_Dataset records_:
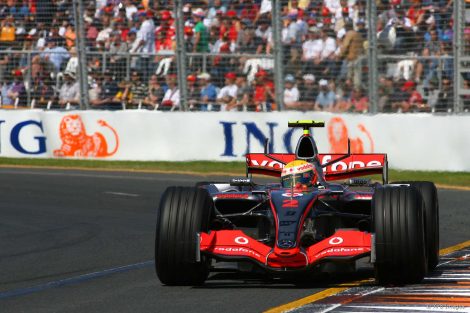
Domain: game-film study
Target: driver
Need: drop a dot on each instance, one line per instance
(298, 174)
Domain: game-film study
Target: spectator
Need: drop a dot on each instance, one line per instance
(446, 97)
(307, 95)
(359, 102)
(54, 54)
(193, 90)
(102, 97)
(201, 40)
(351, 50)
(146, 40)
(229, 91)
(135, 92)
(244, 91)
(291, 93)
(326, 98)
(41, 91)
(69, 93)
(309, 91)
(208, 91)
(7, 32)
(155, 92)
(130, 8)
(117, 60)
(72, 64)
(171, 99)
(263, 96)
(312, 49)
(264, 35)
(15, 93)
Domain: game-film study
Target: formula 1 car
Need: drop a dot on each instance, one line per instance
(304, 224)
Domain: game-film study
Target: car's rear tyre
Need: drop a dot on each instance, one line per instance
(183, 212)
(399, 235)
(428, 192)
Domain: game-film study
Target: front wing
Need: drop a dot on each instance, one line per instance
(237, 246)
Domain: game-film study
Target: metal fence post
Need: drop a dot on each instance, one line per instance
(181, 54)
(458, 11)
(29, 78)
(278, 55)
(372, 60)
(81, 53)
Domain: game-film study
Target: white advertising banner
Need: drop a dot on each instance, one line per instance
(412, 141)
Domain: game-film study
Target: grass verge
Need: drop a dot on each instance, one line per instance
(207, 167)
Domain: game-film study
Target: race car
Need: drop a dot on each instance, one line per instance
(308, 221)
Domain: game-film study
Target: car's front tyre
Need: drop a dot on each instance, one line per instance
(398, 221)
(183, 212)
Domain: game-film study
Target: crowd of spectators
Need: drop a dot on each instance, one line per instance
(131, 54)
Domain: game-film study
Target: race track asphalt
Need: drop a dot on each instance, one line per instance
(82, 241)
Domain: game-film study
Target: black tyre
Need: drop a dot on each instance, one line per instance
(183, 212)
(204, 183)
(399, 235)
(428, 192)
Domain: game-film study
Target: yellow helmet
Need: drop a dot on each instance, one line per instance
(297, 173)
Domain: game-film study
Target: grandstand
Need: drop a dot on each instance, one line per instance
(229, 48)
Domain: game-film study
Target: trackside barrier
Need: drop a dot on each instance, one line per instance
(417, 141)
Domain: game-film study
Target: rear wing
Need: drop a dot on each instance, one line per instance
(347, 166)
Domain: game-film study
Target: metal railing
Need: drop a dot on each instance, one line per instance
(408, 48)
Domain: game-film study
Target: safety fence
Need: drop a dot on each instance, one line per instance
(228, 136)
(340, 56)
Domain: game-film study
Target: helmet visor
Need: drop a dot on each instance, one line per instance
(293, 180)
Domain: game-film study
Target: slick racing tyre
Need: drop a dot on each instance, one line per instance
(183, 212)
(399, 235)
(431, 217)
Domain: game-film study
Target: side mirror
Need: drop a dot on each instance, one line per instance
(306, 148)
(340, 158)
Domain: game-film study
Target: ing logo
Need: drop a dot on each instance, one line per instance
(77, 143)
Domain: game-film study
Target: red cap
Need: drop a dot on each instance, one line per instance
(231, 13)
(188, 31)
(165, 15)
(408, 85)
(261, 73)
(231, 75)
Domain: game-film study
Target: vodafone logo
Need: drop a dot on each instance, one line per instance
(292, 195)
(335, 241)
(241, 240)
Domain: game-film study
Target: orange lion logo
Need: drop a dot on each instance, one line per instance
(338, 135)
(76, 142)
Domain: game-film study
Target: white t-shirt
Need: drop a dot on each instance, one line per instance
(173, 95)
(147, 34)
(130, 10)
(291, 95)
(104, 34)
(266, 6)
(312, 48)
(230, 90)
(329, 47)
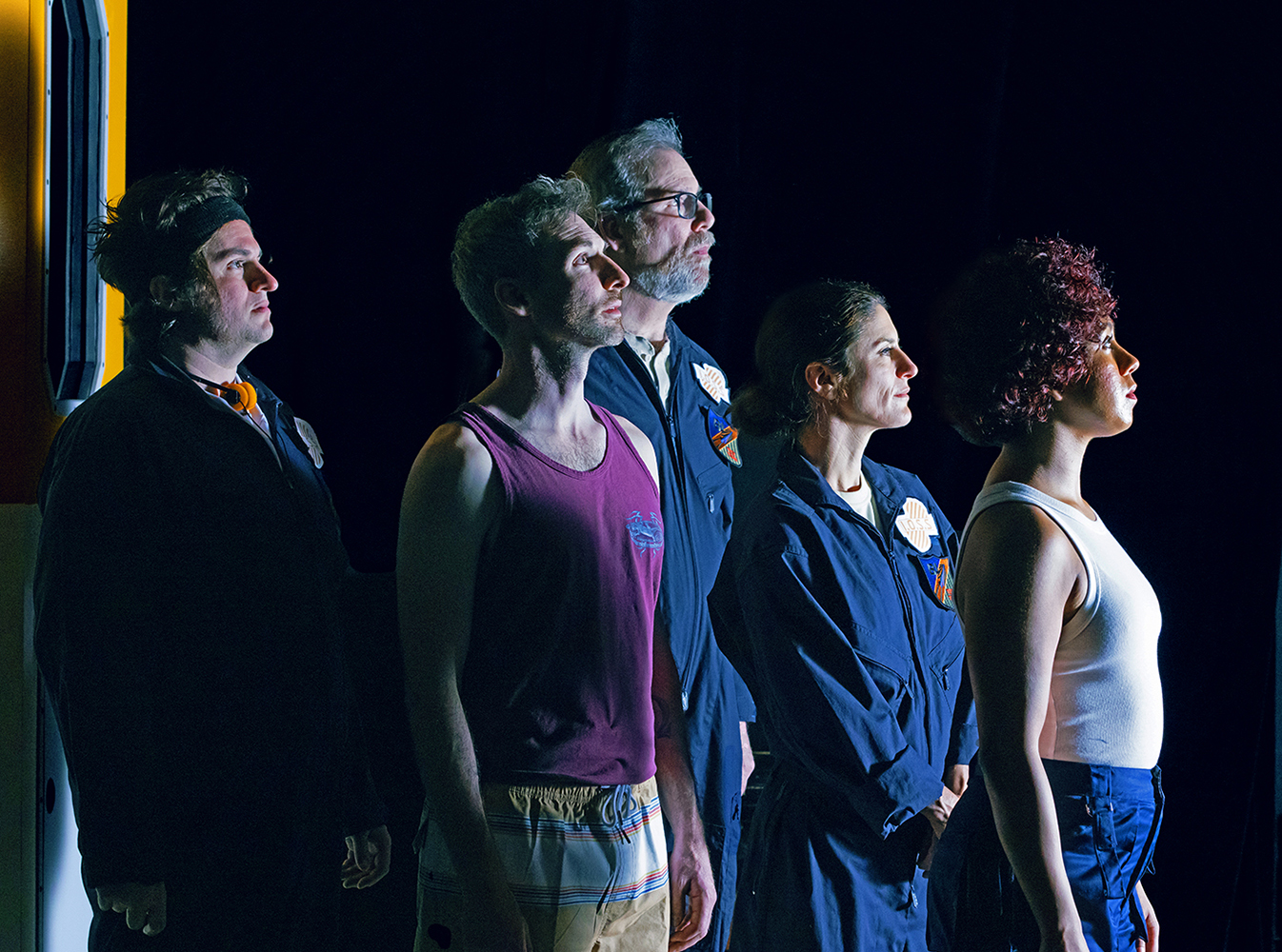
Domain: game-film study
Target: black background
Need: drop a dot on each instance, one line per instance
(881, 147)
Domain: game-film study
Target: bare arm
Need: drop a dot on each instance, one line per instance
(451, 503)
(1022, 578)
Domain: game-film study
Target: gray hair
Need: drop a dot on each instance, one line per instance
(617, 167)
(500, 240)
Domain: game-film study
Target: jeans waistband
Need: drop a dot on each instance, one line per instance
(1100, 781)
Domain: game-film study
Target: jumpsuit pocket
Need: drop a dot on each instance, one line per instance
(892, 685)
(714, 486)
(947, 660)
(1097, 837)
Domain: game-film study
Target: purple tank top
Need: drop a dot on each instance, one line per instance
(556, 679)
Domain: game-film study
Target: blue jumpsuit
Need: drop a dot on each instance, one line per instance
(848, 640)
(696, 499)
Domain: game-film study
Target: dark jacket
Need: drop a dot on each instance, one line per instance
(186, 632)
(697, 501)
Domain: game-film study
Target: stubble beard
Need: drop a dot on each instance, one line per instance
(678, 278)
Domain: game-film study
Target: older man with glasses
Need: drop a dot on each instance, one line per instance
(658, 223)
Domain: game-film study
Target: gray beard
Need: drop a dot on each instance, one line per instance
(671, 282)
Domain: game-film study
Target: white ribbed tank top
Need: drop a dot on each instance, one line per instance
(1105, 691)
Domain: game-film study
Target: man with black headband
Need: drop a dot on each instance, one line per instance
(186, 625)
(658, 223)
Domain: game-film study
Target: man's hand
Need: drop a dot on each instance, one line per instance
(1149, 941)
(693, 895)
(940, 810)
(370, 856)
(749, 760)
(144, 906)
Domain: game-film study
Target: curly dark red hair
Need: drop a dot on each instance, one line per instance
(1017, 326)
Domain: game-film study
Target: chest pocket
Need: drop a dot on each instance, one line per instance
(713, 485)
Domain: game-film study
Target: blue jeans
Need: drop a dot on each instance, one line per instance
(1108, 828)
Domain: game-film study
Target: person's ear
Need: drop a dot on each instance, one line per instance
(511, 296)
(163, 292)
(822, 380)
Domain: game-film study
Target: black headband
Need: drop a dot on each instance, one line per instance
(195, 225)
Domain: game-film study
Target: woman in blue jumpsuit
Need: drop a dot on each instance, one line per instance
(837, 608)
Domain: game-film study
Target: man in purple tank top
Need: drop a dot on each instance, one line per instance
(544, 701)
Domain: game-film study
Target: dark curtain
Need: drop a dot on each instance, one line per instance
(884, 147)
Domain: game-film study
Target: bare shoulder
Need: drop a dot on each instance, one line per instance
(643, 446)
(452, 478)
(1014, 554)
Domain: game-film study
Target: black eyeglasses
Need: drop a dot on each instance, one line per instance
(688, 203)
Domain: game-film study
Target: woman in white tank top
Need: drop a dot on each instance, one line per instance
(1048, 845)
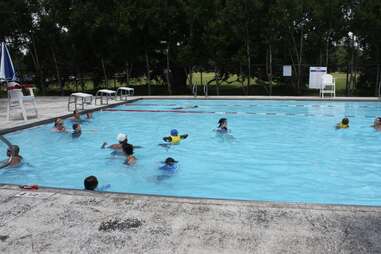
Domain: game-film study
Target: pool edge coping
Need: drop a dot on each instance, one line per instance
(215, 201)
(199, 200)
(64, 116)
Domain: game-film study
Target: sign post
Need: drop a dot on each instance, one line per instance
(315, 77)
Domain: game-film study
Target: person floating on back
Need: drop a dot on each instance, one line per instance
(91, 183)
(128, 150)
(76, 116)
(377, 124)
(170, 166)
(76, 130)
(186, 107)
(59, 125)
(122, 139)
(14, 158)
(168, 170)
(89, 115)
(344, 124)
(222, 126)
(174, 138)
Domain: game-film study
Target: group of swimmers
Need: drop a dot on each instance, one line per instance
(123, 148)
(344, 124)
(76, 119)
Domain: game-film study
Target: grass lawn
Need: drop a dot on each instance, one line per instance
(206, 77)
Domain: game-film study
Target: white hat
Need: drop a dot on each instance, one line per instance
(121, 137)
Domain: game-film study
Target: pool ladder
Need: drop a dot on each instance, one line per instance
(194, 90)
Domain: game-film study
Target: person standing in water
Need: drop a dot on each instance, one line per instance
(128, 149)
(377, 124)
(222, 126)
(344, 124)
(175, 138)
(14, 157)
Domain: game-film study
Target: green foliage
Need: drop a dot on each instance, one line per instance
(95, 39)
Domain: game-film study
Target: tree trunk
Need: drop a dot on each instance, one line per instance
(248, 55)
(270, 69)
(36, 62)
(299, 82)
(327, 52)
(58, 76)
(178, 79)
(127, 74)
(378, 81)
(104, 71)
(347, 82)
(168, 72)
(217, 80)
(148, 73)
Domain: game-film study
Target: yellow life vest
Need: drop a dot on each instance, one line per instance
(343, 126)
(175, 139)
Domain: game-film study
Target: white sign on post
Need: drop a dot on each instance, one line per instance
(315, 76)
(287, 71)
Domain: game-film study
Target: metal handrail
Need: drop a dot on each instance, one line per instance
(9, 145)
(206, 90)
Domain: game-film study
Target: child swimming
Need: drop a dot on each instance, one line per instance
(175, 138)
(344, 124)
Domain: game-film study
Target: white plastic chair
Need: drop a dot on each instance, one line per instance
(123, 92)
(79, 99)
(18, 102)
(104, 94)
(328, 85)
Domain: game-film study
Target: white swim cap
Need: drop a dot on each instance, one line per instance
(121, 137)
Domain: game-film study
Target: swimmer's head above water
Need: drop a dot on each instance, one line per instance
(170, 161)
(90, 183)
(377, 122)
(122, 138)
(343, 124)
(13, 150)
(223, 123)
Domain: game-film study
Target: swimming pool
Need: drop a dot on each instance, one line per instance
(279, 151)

_Task prompt_: Copy out each line in the data above that contains the word "post".

_Problem solution_:
Target: metal fence post
Target: sign post
Target: white sign on post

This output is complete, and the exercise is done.